In the lines below, find the one that contains "of the blouse" and write it out exactly, along with every line that follows it.

>> Start Provided records

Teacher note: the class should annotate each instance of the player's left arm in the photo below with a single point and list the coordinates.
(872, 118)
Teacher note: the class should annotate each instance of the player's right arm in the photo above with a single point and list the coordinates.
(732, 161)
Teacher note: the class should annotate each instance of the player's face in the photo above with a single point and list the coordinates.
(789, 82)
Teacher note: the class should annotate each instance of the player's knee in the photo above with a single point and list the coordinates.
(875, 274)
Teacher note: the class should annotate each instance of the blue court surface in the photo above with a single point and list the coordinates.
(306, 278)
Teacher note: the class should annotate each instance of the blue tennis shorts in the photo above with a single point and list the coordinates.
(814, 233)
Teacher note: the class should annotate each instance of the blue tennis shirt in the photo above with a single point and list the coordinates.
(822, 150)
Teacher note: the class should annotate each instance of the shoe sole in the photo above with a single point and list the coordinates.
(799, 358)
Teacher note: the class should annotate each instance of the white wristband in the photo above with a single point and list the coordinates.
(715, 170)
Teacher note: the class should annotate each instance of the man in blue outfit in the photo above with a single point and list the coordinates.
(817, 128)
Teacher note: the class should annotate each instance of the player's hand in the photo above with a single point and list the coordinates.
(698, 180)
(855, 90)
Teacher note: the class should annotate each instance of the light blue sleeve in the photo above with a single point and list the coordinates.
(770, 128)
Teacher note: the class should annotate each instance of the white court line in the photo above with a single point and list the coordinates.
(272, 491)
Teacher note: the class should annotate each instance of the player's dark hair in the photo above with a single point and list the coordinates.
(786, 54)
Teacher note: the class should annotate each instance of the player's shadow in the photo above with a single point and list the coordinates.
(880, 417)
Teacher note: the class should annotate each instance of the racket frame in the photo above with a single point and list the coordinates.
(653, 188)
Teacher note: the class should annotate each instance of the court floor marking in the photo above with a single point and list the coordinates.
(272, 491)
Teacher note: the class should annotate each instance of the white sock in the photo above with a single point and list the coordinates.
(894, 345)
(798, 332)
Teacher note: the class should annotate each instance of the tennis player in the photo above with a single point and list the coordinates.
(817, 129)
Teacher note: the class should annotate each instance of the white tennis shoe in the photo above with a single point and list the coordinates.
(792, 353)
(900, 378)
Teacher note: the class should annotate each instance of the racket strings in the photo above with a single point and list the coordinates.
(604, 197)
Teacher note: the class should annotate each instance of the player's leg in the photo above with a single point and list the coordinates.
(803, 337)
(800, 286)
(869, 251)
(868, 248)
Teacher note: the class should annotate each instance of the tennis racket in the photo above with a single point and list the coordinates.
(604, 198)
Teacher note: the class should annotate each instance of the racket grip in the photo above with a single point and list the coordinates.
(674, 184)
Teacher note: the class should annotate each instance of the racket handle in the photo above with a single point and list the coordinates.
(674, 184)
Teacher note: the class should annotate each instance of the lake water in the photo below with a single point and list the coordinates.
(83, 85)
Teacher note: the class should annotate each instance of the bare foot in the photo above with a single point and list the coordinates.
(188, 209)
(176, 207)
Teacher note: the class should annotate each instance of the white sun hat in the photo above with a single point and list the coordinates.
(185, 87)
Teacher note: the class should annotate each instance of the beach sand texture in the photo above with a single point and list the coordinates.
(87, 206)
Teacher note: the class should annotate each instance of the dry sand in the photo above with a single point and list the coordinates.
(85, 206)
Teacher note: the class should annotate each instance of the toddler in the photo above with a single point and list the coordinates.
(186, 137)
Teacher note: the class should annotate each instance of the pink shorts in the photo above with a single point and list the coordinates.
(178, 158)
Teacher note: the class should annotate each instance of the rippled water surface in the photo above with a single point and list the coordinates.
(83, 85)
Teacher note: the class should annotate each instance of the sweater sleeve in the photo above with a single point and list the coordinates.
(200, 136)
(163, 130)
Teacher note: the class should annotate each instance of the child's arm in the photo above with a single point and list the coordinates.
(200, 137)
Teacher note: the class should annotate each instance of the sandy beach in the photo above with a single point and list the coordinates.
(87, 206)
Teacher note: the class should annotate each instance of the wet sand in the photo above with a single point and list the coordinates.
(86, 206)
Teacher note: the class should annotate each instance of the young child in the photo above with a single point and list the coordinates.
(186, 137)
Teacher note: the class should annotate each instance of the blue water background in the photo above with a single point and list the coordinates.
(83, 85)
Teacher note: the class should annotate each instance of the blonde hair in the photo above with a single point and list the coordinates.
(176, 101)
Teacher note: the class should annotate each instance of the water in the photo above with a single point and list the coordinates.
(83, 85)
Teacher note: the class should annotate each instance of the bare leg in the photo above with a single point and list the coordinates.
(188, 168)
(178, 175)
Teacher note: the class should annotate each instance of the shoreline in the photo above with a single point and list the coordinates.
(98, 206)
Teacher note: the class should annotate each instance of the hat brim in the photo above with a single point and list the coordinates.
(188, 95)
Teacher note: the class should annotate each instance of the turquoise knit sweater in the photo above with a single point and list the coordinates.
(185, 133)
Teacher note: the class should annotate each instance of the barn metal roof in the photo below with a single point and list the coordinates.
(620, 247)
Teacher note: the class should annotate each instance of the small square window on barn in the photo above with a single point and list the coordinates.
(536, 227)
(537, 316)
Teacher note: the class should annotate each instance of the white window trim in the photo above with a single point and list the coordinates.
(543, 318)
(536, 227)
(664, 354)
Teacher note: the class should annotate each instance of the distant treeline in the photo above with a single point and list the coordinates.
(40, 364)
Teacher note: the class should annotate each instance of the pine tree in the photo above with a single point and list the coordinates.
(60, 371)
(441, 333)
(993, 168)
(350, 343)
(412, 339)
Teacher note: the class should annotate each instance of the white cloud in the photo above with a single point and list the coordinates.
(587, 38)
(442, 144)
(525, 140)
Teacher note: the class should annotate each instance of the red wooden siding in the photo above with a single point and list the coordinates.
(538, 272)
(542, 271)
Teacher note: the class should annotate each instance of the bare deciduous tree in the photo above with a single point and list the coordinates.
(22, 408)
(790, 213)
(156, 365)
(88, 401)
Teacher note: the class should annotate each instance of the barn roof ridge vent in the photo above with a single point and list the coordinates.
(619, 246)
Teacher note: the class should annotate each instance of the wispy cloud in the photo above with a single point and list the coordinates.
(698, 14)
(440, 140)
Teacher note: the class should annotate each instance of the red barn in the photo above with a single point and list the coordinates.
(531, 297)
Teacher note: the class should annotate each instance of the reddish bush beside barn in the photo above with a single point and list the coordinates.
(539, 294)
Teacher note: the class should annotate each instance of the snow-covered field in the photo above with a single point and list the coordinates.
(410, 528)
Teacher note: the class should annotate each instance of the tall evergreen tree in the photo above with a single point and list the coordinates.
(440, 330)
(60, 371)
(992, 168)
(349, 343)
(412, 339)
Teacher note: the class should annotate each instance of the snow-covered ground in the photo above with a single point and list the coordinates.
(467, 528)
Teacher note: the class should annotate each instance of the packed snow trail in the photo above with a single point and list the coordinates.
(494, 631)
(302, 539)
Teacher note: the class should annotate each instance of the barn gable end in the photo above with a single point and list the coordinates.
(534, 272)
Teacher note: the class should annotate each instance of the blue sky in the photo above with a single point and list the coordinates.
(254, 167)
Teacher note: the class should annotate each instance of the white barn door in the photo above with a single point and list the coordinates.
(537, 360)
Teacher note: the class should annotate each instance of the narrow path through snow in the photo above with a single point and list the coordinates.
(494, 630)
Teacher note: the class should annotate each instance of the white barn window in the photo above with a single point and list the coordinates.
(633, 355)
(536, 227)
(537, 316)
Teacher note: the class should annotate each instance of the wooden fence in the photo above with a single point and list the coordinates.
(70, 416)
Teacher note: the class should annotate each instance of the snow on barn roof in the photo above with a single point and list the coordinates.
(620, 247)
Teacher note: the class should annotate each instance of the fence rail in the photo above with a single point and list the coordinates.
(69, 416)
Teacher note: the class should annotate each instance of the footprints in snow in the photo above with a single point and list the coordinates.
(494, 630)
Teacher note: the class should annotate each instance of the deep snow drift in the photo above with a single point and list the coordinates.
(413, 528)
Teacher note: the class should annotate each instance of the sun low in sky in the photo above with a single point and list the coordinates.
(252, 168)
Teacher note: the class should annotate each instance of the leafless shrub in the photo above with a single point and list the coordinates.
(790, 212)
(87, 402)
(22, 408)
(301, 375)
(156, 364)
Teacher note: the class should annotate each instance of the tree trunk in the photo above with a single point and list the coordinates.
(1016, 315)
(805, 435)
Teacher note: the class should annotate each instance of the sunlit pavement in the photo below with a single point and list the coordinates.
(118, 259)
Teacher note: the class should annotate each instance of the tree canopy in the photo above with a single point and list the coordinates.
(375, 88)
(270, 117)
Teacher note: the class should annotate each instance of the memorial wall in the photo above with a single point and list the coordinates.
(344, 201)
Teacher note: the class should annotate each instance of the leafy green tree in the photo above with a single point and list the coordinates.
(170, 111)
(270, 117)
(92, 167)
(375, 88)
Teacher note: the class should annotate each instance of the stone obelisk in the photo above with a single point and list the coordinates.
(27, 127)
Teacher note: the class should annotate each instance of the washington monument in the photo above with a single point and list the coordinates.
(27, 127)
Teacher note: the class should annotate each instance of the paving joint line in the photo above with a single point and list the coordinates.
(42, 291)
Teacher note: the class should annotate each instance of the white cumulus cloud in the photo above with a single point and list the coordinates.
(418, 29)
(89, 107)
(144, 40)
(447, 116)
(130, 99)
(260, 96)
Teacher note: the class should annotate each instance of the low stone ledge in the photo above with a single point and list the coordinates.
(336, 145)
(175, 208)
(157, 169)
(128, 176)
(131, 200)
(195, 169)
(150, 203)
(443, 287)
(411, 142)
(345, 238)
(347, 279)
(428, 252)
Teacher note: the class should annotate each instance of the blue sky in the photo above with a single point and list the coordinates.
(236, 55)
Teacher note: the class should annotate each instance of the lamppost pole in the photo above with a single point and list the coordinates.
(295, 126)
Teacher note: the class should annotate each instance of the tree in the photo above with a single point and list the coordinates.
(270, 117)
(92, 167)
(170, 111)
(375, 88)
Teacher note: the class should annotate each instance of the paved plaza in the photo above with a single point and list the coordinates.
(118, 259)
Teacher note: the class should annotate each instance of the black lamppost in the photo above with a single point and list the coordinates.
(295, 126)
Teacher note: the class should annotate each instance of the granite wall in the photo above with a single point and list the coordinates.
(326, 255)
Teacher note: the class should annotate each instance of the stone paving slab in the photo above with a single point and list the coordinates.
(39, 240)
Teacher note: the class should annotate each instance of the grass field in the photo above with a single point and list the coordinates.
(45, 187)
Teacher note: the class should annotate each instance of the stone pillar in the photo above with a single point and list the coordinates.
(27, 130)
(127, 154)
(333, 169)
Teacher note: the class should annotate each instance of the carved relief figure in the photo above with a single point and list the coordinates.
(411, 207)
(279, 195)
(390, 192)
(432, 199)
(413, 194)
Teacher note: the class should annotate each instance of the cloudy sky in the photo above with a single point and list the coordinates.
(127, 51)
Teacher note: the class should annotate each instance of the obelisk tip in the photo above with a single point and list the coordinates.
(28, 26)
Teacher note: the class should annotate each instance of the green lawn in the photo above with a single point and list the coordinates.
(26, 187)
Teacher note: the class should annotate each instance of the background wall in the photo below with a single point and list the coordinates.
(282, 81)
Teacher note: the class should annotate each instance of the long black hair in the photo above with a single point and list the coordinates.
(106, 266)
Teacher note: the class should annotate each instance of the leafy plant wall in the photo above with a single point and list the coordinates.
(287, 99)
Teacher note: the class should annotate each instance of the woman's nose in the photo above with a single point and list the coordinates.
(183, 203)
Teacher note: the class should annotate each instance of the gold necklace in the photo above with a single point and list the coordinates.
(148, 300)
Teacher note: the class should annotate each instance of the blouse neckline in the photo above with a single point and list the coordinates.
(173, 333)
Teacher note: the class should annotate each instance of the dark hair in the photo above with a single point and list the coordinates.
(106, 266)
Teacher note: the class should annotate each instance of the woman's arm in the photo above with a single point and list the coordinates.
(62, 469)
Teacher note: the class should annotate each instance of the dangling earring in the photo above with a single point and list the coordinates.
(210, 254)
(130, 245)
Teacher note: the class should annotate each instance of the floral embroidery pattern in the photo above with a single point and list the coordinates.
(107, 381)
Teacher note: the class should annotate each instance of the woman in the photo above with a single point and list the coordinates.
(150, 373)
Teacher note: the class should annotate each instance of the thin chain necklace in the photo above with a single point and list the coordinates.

>> End Provided records

#### Solution to this problem
Teacher note: the class should annotate each instance of the blouse neckline in the photo above with a single point and list the coordinates.
(173, 333)
Teacher note: the class should annotate each instance of the dark hair in the photo above with a single point and list the coordinates.
(106, 266)
Teacher note: the class should annotate each instance of the woman's arm in the photo above with a single point and list the coordinates.
(62, 469)
Teacher note: the class should annotate each instance of the dangling earring in the photo above with a single point and list the coordinates.
(210, 254)
(130, 245)
Teacher note: the class should annotate each instance of the floral embroidery pattern in the photo above with a single point and list the coordinates.
(107, 381)
Teacher note: the class should annotate each instance of the woman in the photo above with a single point and list the coordinates.
(150, 373)
Teacher note: the class should annotate each instance of the thin chain necklace in the photo above with a single point and list the coordinates.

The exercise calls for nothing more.